Activities ▸
A – In the forage and livestock FAQ, explain why winter annual forages are suggested as a way to avoid running out of dry feed at the end of the feeding season. Answer in one to three sentences.
B – Repeat word for word the stretch of the forage and livestock FAQ from "Forage sorghum is the" through "the feeding season?".
C – Write the next part of the forage and livestock FAQ, picking up after its final sentence.

We’ve spent more than three decades serving farmers and ranchers. In this time, we’ve found that some questions are universal. No matter the type of farm or ranch you run, you’re sure to experience similar roadblocks and hurdles as others in the industry. We’re all about giving you top-tier service, so we put together the answers for our most frequently asked questions when it comes to forage and livestock.
If we don’t plant corn to chop, what are other wet feed alternatives we can use?
If it’s the spring season, cool season annual forages blended with forage peas is a great mid-summer wet feed option. Forage peas can be blended with oats, spring triticale or forage barley and planted once the frost is out of the ground. Depending on moisture levels, this has a yield potential of 5-7 tons/acre of wet feed, and gives you an opportunity to double crop if moisture and your environment will allow.
Forage sorghum is the most common alternative if don’t want to or can’t plant corn to chop. Forage sorghum brings 80% of the energy value of corn, and, depending on the maturity of the hybrid, can be chopped during the same time as corn. One bonus many producers find from forage sorghum is how economical the forage is with the amount of yield they put up.
How can I prevent myself from running out of dry feed at the end of the feeding season?
If you want to maintain the number of mouths you are feeding throughout the year, an easy option is to incorporate a winter annual forage. Winter annuals like cereal rye, winter triticale or forage winter wheat work well to fill up your hay yard. These forages are planted after the cash crop is harvested and can be hayed off before the next cash crop needs to be planted. With a little bit of moisture, these winter annuals will vernalize and give you a good dry feed source in May and the early part of June.

Source information ▸
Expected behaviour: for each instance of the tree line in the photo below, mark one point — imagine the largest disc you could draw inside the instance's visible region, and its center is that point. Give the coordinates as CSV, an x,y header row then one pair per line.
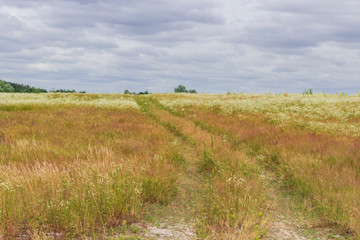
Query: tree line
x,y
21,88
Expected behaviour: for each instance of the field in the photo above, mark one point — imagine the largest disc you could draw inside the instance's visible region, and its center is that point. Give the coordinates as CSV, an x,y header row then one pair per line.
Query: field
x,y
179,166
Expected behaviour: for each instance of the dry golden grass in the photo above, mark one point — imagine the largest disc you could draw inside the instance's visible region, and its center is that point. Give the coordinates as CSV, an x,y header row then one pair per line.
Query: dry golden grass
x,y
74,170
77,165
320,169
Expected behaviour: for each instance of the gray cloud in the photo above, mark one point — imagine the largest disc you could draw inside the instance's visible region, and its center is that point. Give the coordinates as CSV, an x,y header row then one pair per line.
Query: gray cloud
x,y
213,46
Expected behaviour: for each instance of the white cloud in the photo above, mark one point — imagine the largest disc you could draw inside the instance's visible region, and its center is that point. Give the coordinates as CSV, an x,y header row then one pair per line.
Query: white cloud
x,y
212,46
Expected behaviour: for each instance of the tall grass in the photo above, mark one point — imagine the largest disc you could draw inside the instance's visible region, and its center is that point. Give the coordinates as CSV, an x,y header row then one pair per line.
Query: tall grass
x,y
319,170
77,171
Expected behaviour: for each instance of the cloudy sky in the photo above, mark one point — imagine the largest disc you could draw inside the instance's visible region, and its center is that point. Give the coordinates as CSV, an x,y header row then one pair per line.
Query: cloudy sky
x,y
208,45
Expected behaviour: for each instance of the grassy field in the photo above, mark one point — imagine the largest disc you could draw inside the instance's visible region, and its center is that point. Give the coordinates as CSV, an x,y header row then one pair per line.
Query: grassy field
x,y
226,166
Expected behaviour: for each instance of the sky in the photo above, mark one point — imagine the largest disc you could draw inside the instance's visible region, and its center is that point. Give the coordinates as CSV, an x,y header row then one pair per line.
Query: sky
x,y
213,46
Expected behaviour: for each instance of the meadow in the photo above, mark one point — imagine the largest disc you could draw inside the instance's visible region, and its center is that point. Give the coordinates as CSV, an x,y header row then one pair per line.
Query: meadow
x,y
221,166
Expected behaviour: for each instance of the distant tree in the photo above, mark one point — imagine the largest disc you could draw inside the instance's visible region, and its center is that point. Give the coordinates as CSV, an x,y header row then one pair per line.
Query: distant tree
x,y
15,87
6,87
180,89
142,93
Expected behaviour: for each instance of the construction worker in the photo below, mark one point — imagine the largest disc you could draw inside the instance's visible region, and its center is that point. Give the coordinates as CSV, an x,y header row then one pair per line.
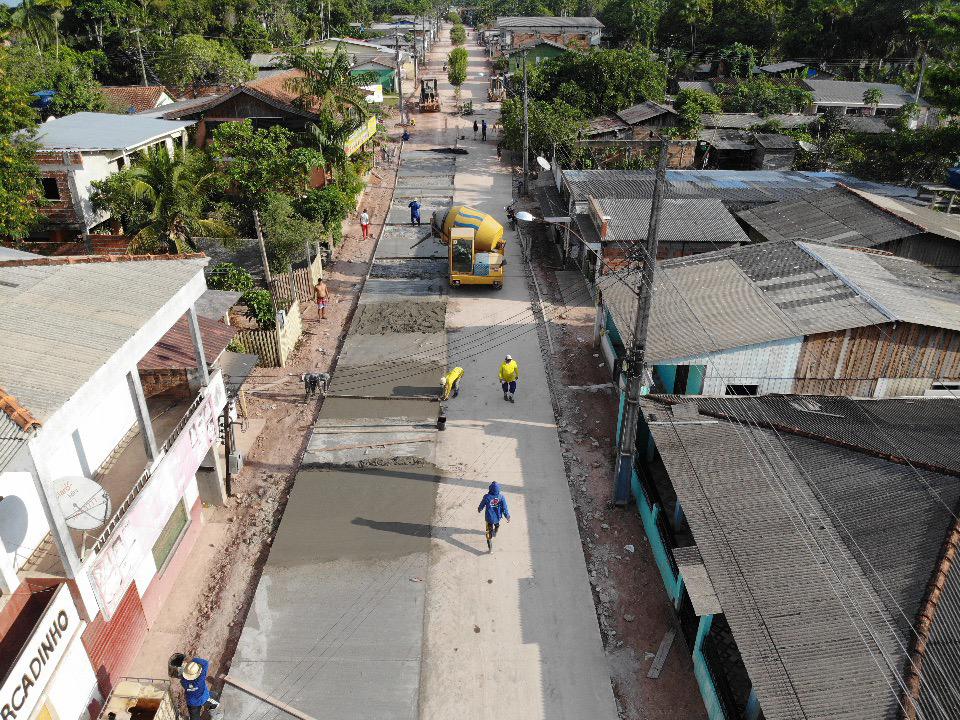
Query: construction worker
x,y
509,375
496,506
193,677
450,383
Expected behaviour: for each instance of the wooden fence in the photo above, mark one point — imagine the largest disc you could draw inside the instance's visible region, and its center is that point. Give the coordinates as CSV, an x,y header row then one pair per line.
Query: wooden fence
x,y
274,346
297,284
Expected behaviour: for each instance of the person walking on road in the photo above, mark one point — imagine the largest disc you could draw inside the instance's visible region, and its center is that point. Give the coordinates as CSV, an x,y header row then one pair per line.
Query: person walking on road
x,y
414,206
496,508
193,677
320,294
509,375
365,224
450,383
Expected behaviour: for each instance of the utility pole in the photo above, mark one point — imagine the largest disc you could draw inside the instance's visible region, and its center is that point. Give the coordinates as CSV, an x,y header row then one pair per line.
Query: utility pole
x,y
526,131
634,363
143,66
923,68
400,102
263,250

Results of the exercise ▸
A – Winter annuals such as cereal rye, winter triticale or forage winter wheat are planted after the cash crop is harvested and can be hayed off before the next cash crop must be planted. With a little moisture they vernalize and provide a good dry feed source in May and early June, helping fill the hay yard while keeping the same number of mouths fed.

B –
Forage sorghum is the most common alternative if don’t want to or can’t plant corn to chop. Forage sorghum brings 80% of the energy value of corn, and, depending on the maturity of the hybrid, can be chopped during the same time as corn. One bonus many producers find from forage sorghum is how economical the forage is with the amount of yield they put up.
How can I prevent myself from running out of dry feed at the end of the feeding season?

C –
What can I plant to boost the protein in my feed?
With protein being one of the most expensive feedstuffs in an operation, many farmers and ranchers are looking for other alternatives. One option, which comes as no surprise, is incorporating alfalfa into your rotation. For years, alfalfa stands were planted as the main protein source for livestock. New alfalfa varieties can give you a high yielding protein forage, while also offering an excellent disease package.
Teff grass and other annual forages are also good protein options if you hay them early enough in the plant’s life. Teff grass can be hayed three times and tested at 15-17% protein. Other cool or warm season grasses like oats or sorghum sudan grass can also give you upper teens protein content if you harvest them when they are in a vegetative stage. At this point in the plant’s life, the forage is very palatable, and all the nutrients of the plant are in the leaves.